[begin Data rows]

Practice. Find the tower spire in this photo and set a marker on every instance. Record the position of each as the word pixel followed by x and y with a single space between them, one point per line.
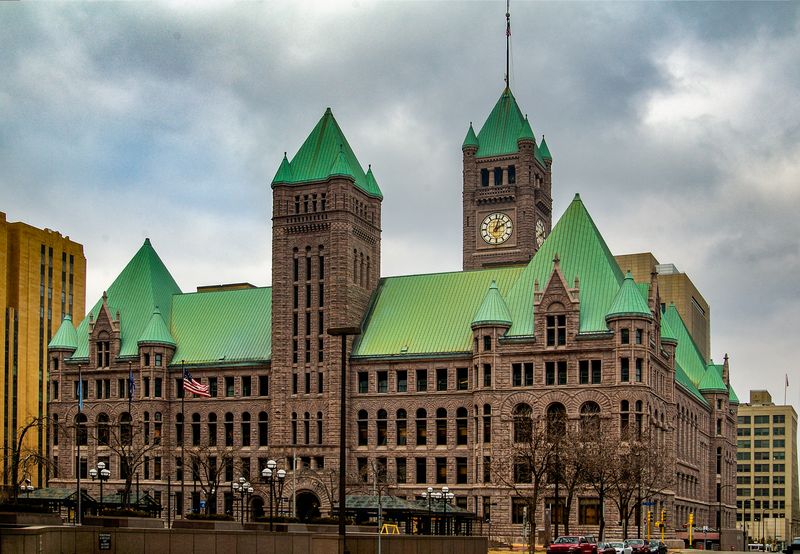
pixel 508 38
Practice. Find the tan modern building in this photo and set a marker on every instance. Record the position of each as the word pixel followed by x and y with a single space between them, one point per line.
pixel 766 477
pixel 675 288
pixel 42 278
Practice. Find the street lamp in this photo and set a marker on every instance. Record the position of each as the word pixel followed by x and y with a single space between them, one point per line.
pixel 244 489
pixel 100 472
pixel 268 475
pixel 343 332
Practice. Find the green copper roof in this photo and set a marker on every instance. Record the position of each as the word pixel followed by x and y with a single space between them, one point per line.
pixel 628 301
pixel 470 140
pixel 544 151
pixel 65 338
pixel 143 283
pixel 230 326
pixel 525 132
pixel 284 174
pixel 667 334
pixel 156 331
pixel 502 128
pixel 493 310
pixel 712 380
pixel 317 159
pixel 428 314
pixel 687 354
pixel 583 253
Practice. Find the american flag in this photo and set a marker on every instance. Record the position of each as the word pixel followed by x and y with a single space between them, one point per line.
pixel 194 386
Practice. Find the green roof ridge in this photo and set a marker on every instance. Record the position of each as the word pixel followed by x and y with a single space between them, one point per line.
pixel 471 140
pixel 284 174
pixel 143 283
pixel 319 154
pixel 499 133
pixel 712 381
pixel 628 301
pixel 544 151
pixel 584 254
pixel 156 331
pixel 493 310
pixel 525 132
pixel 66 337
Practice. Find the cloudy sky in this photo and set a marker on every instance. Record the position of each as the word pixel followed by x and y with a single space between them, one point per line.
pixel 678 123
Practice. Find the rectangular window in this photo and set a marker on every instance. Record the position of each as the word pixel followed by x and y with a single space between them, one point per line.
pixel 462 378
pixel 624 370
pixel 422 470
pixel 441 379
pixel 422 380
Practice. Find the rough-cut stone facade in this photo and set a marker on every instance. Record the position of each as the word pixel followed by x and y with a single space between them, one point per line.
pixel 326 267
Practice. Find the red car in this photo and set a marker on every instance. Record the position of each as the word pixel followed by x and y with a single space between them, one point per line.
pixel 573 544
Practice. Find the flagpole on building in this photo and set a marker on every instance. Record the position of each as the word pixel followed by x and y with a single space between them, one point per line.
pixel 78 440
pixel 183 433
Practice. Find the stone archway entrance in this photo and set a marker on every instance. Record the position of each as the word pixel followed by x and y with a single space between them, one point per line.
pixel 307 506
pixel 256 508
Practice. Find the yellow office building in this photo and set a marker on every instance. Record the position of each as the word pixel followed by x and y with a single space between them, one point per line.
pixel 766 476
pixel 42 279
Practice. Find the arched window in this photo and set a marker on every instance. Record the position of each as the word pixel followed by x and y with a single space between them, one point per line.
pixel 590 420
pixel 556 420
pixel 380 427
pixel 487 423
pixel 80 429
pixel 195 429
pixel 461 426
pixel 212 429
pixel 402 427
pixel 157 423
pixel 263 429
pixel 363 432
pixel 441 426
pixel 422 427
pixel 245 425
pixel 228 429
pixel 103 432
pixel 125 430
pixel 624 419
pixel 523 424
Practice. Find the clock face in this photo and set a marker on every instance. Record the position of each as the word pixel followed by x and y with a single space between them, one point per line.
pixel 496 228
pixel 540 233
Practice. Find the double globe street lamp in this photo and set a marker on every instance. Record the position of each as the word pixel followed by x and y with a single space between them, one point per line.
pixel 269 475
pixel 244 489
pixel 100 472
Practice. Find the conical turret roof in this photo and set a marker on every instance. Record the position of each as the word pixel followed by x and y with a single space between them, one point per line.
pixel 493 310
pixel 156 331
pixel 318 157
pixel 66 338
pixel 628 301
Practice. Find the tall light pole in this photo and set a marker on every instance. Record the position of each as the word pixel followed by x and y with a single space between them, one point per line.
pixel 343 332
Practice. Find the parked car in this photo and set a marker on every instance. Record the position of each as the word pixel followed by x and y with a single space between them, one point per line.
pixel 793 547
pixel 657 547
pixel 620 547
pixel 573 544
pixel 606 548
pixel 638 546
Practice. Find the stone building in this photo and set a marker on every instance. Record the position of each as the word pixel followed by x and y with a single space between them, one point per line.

[end Data rows]

### Directions for this task
Repeat the listing above exactly, with no pictures.

### The completed task
Practice. Find the tower spire in this photo and set a marker on every instance. Record the position of each as the word pixel followed by x and y with a single space between them, one point per line.
pixel 508 38
Practice. Find the tan modern building in this photo and set a marker on every instance. Record the position of each as the word pixel followed by x and y with a single space between them, one point per line.
pixel 766 477
pixel 675 288
pixel 42 278
Practice. Find the street lamp in this photo and set a marker on every instance. Record the position of each as the word pixel followed by x and y with a single space between them, one point per line.
pixel 244 489
pixel 100 472
pixel 268 475
pixel 343 332
Practice. Find the green copper roof in this photo and set a marker on every instance. Record the position of each as the word pixel followed by x and y with a single space between them, one point per line.
pixel 628 301
pixel 470 140
pixel 544 151
pixel 65 338
pixel 143 283
pixel 230 326
pixel 525 132
pixel 284 174
pixel 667 334
pixel 156 331
pixel 502 128
pixel 493 310
pixel 712 380
pixel 317 159
pixel 428 314
pixel 687 354
pixel 583 253
Practice. Find the american flag in this photo and set a marker on every instance. Record the position of each as the word pixel followed by x and y with a single space between them, one point per line.
pixel 194 386
Practice. Find the green roof ridge in this photo and set a marker on every instance. Record the position of each as the word pixel followed by x and y with a single space between them, one point per line.
pixel 471 140
pixel 284 174
pixel 143 283
pixel 319 154
pixel 499 133
pixel 712 381
pixel 628 301
pixel 544 151
pixel 584 254
pixel 156 331
pixel 493 310
pixel 525 132
pixel 66 337
Practice. Find the cloudy sky in this photo and set a marker on every instance. Record the position of each as the word pixel followed by x and y with a single space between them, one point per line.
pixel 678 123
Practice. Find the rectangular window in this photo and set a marker on every instance. Record the position of each as the word pixel followed by x and y with a single space between them, one point per line.
pixel 462 378
pixel 624 370
pixel 422 470
pixel 441 379
pixel 422 380
Practice. Find the rough-cut stone facade in this photo and set a marker on every instance. Record the position of each as the word pixel followed by x and y with a single space between them, one point per line.
pixel 326 267
Practice. Find the red car in this photo and set a marker on every instance. Record the position of each as the word pixel followed by x and y with a single space between them, one point per line.
pixel 573 544
Practice. Find the flagpole on building in this photo and set a marker on every instance. Record the position of each as the word pixel followed by x and y with a single space between them, one point per line.
pixel 78 440
pixel 183 433
Practice. Find the stone archway entrance in this photo and set a marker on every instance. Record the position of each as the word pixel followed by x and y with a single space between them, one point per line.
pixel 307 506
pixel 256 508
Practice. Find the yellow office building in this photo and set a marker on every instance. Record the position of each as the word pixel followed by x and y with a single space between them, one point per line.
pixel 766 476
pixel 42 279
Practice. Find the arched window in this photo and set a marker on every instance. Record the position of each as the word pixel followed by x and y with a single space between them, one point per line.
pixel 590 420
pixel 556 420
pixel 380 427
pixel 487 423
pixel 80 429
pixel 195 429
pixel 461 426
pixel 212 429
pixel 402 427
pixel 157 423
pixel 263 429
pixel 363 432
pixel 441 426
pixel 422 427
pixel 245 425
pixel 228 429
pixel 103 432
pixel 125 430
pixel 624 419
pixel 523 424
Practice. Find the clock face in this photo and set a marker on every instance. Record the position of each as the word pixel followed by x and y with a single space between them, one point per line.
pixel 496 228
pixel 540 233
Practice. Find the double globe street lamp in this photo and set a marker on every instance. Record the position of each as the word pixel followed by x and y with a single space between them, one point per line.
pixel 269 475
pixel 244 489
pixel 100 472
Practice. Find the conical turret roof in this photo and set a marker on every instance. Record the position of each as the word pixel followed by x and y with a single space between them, one point per line.
pixel 493 310
pixel 156 331
pixel 318 157
pixel 66 338
pixel 628 301
Practice. Find the tall light pole in this photo and set a marker on every instance. Record the position of each as the word pixel followed by x and y with a single space between them, one point per line.
pixel 343 332
Practice. Find the parked car in this photo and set a marker on every instance. Record the position of each as the word pixel followed by x and y with a single space between them, one point per line.
pixel 793 547
pixel 657 547
pixel 620 547
pixel 573 544
pixel 606 548
pixel 638 546
Practice. Find the stone building in this photo and set a marker on every instance. Record the position of each as the word pixel followed by x and y with a single space between them, one point per line.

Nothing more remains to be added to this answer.